Texto em estudo –
::::::::::
Não houve nenhuma outra interrupção.
A ignorância dos desventurados é o madeiro que os crucifica sem cessar.
Naquele momento o tempo se tornou ilimitado, porque os demarcadores das horas cederam lugar à plenitude...
Os dois mundos em longo litígio haviam-se ali defrontado: o ontem, transitório e infeliz; com o de amanhã, de perene liberdade, naquele instante de iluminação.
As necessidades do corpo que pareciam fundamentais são apenas temporárias, e todos aqueles que as sofriam, morreram na sucessão dos dias...
Aqueles que as padeceram, no entanto, renasceram e voltaram a morrer, e ora se encontram de volta ao proscênio terrestre, aguardando as sementes, a pérola, a rede, em saudável despertar com discernimento.
As Suas parábolas permanecem como celeiro referto de esperança e de paz.
Ele continuou, depois daquele dia, cantando uma ple-tora de parábolas, a fim de que ficassem para sempre, conforme antes jamais acontecera e não mais voltariam a suceder.
O homem sábio planta as sementes do trigo sem temer 0 joio infeliz, porque o separará no momento da ceifa, sem nenhum prejuízo para a produção.
De igual maneira semeia também as pequenas obras quais se fossem grãos de mostarda, confiando na sua fatalidade de crescimento e de produção, sem qualquer receio, e aguarda o momento feliz de vê-la crescida e transformada em agasalho das aves dos céus.
::::::::::
(Dados de localização com um ponto por instância)
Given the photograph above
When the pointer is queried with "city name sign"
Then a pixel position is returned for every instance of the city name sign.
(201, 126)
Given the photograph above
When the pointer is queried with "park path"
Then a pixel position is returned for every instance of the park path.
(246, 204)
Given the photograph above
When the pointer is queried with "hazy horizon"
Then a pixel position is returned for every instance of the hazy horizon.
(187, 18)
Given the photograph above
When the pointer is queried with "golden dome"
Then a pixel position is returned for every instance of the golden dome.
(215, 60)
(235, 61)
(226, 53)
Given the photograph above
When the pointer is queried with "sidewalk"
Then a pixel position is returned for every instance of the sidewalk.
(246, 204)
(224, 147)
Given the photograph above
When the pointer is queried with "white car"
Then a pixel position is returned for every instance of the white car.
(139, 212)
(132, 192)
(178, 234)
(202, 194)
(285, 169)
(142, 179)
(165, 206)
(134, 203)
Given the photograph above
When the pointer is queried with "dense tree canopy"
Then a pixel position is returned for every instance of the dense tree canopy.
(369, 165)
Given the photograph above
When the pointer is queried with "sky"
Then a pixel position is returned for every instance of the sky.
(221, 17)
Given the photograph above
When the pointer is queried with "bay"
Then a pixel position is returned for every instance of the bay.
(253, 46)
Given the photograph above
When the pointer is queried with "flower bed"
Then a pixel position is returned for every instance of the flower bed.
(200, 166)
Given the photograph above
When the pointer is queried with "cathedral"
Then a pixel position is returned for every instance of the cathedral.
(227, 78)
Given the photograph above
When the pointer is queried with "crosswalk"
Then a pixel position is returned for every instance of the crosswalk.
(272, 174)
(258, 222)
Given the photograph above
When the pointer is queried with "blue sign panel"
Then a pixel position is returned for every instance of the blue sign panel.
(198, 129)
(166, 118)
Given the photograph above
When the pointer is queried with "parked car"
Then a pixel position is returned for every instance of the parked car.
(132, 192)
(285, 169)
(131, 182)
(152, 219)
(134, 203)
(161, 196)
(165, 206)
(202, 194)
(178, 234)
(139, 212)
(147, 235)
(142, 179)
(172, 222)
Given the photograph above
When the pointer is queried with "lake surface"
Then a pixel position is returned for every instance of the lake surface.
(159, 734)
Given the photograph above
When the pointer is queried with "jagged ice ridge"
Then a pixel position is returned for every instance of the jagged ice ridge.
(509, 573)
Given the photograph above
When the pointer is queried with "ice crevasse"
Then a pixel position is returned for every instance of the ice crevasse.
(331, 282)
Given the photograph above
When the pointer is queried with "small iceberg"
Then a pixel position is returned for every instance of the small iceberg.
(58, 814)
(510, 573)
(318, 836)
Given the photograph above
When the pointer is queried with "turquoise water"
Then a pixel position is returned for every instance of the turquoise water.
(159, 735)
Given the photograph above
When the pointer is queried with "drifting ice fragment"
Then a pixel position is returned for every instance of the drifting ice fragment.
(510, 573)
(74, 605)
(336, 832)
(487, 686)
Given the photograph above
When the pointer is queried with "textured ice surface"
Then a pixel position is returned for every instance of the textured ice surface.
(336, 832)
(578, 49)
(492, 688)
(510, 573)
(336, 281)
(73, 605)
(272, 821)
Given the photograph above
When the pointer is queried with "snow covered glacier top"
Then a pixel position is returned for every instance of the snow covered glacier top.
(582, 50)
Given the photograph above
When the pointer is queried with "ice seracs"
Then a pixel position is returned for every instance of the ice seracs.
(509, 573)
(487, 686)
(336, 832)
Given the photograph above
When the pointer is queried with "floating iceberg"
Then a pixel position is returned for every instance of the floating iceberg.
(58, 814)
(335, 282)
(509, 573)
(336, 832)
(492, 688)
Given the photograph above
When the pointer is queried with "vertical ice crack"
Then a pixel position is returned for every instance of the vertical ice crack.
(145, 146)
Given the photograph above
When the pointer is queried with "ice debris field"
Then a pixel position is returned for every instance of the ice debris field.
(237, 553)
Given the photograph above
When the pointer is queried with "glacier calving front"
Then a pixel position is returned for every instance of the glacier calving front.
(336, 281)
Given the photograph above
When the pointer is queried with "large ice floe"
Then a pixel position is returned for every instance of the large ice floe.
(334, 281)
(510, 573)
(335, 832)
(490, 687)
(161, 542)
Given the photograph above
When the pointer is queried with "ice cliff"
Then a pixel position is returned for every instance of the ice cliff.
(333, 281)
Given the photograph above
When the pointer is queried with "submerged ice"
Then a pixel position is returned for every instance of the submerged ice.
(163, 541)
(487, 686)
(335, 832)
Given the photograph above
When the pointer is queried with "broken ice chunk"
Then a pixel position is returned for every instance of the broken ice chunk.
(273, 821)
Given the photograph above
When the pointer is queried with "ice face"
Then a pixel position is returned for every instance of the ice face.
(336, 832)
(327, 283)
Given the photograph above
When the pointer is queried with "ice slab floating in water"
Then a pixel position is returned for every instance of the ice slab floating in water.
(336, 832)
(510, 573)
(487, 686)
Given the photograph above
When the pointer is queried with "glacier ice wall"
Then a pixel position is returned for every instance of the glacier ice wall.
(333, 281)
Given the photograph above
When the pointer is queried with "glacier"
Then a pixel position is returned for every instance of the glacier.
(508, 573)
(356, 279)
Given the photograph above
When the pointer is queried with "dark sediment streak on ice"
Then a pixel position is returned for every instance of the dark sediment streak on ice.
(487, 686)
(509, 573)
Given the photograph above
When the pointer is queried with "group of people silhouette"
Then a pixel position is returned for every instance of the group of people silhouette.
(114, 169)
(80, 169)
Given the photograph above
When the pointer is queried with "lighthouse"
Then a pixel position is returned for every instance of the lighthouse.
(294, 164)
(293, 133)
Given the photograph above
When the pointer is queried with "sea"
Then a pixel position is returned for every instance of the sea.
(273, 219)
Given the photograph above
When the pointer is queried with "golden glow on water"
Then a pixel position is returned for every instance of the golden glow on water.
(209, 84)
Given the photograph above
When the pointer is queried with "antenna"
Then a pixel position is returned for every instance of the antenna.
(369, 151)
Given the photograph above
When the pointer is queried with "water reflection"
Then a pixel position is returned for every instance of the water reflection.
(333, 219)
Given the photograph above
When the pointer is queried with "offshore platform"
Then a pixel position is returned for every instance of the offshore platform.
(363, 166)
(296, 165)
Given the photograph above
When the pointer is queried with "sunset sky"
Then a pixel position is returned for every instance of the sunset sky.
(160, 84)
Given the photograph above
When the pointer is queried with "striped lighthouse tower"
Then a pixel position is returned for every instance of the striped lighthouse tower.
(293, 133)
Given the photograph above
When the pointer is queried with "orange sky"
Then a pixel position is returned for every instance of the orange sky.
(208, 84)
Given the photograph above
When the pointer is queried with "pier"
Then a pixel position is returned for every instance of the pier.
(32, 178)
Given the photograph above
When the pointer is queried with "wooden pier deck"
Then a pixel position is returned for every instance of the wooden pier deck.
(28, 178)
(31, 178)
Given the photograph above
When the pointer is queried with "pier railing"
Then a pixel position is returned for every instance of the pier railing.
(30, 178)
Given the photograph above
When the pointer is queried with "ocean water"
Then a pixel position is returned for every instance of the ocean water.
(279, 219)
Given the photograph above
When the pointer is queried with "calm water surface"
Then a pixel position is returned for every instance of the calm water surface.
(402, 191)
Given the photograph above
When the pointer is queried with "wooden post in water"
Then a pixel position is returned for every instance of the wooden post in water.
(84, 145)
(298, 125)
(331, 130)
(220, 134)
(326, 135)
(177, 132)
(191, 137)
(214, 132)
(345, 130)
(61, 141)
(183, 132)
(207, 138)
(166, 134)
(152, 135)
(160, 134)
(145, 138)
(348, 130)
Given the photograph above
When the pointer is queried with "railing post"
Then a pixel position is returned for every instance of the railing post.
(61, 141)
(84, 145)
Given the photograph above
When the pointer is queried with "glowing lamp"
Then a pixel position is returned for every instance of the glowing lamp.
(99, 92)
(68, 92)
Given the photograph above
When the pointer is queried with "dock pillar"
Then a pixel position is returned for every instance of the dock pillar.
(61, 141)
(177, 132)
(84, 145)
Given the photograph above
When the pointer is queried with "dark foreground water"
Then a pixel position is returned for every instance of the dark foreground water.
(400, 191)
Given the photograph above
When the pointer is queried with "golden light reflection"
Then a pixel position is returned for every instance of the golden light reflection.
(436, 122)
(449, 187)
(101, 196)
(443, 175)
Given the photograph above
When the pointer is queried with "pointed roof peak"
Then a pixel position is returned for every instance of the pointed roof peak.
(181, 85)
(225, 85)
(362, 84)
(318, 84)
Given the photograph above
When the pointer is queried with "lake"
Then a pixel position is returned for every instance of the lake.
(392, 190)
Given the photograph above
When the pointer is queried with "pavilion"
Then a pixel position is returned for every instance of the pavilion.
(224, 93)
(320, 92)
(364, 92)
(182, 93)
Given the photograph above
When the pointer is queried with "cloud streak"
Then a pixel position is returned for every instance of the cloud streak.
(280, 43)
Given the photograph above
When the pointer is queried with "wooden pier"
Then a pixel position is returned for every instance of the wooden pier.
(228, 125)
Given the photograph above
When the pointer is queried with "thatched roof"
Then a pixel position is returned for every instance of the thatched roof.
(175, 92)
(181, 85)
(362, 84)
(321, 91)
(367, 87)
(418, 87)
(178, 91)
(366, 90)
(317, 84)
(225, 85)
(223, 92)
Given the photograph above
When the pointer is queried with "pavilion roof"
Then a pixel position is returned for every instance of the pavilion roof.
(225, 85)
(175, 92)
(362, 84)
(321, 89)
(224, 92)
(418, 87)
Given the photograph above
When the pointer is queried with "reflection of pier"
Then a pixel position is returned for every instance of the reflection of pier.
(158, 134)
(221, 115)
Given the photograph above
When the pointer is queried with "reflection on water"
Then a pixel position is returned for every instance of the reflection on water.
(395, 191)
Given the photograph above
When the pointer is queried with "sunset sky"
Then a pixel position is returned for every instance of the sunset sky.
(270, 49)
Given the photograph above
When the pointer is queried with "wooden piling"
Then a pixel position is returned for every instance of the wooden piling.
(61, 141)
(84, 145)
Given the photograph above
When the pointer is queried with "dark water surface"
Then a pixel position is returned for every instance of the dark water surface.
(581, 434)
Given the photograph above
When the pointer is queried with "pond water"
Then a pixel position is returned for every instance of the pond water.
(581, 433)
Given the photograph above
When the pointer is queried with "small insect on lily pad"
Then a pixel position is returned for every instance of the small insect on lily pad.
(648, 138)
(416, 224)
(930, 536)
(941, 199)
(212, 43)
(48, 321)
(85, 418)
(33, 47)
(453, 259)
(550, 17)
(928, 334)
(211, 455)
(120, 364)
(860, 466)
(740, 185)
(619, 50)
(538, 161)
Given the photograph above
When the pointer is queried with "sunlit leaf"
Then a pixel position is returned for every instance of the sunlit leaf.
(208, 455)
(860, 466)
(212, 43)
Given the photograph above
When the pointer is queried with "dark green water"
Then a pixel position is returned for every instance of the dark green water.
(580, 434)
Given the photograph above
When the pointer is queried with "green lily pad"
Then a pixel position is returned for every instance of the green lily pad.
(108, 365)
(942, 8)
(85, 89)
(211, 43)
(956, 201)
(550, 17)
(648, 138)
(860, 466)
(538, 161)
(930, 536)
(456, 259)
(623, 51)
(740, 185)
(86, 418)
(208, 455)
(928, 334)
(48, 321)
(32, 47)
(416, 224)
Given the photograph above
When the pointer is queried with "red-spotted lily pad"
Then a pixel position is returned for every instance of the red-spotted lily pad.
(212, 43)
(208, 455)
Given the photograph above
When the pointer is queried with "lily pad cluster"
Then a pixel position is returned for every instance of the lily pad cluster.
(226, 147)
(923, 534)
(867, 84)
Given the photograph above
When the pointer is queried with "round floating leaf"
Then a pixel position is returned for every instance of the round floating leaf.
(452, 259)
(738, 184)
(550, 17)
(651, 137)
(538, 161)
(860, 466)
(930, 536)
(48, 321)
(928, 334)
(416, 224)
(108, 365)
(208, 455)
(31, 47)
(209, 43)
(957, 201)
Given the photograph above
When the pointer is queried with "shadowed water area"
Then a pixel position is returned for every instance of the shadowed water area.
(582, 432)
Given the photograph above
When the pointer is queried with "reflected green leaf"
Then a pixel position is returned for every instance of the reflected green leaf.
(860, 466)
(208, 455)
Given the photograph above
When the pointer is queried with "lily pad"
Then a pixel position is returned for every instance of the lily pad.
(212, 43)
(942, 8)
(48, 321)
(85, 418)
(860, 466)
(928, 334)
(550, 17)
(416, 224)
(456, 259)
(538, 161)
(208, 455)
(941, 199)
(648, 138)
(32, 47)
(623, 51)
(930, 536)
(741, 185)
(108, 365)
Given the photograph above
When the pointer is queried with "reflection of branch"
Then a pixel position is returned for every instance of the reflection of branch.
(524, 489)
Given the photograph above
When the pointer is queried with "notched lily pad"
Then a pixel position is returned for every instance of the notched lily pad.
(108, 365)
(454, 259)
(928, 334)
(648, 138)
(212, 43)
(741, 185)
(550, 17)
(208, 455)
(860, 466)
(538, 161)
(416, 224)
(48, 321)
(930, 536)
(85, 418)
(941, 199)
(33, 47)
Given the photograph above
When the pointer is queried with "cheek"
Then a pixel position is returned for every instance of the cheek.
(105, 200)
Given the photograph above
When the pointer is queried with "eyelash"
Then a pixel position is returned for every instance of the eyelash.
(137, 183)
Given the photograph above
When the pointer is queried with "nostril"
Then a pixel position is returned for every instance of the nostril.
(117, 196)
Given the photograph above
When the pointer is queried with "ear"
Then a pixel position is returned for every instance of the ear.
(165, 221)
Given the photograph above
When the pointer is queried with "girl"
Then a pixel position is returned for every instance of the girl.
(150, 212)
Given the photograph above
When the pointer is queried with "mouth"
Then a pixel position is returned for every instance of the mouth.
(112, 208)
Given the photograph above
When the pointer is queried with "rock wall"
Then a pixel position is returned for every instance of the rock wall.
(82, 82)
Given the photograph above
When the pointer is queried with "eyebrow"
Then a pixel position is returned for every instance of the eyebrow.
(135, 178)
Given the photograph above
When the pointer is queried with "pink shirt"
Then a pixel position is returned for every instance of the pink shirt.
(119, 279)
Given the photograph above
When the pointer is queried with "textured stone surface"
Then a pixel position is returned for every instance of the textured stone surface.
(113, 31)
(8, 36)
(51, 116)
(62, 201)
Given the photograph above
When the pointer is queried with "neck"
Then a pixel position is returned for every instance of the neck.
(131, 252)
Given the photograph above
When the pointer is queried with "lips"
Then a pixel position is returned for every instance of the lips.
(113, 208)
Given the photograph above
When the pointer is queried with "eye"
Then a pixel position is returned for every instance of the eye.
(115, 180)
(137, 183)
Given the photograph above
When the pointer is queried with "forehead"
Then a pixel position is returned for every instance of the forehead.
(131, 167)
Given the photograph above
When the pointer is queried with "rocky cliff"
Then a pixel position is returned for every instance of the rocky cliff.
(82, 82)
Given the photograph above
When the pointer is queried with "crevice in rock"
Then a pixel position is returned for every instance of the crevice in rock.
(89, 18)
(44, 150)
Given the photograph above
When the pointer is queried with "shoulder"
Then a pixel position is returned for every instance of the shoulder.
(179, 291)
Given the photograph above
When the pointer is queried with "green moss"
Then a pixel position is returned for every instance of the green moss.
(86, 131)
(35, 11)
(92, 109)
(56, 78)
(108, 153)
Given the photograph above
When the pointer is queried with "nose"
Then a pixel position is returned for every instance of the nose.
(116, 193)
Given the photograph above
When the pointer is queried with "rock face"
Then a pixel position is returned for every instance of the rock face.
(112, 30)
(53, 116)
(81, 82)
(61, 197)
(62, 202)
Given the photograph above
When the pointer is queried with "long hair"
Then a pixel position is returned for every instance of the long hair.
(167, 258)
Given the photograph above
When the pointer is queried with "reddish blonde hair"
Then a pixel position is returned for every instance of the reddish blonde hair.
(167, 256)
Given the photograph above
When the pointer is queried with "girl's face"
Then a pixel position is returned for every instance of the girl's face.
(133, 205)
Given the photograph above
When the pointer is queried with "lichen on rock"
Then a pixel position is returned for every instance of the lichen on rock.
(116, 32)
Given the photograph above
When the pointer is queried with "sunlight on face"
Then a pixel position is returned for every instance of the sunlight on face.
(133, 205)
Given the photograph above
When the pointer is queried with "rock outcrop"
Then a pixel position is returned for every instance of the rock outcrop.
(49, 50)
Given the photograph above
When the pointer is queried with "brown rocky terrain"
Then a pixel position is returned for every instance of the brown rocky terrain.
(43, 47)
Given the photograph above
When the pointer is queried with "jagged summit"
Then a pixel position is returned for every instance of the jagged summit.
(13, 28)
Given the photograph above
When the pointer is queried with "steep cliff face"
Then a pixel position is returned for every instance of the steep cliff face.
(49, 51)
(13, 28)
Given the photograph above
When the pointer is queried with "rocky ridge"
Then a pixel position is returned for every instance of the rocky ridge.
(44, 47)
::::::::::
Instrução de trabalho – Extraia o texto sobre as parábolas por inteiro, reproduzindo cada palavra e sinal sem nenhuma alteração.

Resposta –
Não houve nenhuma outra interrupção.
A ignorância dos desventurados é o madeiro que os crucifica sem cessar.
Naquele momento o tempo se tornou ilimitado, porque os demarcadores das horas cederam lugar à plenitude...
Os dois mundos em longo litígio haviam-se ali defrontado: o ontem, transitório e infeliz; com o de amanhã, de perene liberdade, naquele instante de iluminação.
As necessidades do corpo que pareciam fundamentais são apenas temporárias, e todos aqueles que as sofriam, morreram na sucessão dos dias...
Aqueles que as padeceram, no entanto, renasceram e voltaram a morrer, e ora se encontram de volta ao proscênio terrestre, aguardando as sementes, a pérola, a rede, em saudável despertar com discernimento.
As Suas parábolas permanecem como celeiro referto de esperança e de paz.
Ele continuou, depois daquele dia, cantando uma ple-tora de parábolas, a fim de que ficassem para sempre, conforme antes jamais acontecera e não mais voltariam a suceder.
O homem sábio planta as sementes do trigo sem temer 0 joio infeliz, porque o separará no momento da ceifa, sem nenhum prejuízo para a produção.
De igual maneira semeia também as pequenas obras quais se fossem grãos de mostarda, confiando na sua fatalidade de crescimento e de produção, sem qualquer receio, e aguarda o momento feliz de vê-la crescida e transformada em agasalho das aves dos céus.